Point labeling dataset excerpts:
--- --- ---
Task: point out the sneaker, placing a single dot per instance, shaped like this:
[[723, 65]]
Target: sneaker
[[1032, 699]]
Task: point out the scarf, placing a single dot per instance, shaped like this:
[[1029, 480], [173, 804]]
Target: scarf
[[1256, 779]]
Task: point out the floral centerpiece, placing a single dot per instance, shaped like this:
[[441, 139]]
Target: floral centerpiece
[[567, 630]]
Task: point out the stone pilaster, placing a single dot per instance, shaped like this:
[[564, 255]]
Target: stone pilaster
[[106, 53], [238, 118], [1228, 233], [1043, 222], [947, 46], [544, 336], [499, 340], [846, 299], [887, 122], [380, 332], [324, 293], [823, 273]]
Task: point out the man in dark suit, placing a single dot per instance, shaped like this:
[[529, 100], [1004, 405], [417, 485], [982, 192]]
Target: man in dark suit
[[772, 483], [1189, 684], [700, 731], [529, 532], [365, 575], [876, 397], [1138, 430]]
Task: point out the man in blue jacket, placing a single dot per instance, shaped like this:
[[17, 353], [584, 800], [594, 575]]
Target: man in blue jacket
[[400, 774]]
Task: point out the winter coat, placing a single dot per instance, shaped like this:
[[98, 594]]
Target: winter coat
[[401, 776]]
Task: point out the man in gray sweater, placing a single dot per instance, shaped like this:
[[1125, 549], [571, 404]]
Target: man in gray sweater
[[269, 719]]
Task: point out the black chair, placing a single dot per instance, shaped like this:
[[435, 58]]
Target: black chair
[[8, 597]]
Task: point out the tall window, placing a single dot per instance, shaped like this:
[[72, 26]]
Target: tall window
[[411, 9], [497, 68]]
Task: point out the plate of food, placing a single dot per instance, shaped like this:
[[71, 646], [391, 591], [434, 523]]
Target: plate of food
--- --- ---
» Problem to solve: Every line from the one containing "Task: point out the man in blue" through the end of the entries above must be echoed exactly, with both ends kept.

» The completed task:
Task: point out the man in blue jacket, placing a single dot per instance, shaped like this:
[[17, 353], [584, 800], [594, 575]]
Target: man in blue jacket
[[400, 774]]
Task: point out the winter coat, placing a single dot per instance, shaped like this:
[[98, 594]]
Target: winter coat
[[401, 776]]
Task: point out the man in gray sweater, placing a single dot per instance, shaped like this:
[[1125, 549], [571, 404]]
Target: man in gray sweater
[[269, 719]]
Task: point out the black chair, placing a single dot per instance, shaped like this:
[[435, 58]]
Target: black chair
[[8, 597]]
Task: point out the tall window, placing a single dot per instance, shaped like this:
[[72, 26]]
Target: tall window
[[411, 9], [497, 68]]
Task: point out the plate of food, placing a single dot per instance, shaped like this:
[[71, 646], [391, 591], [434, 523]]
Target: plate of food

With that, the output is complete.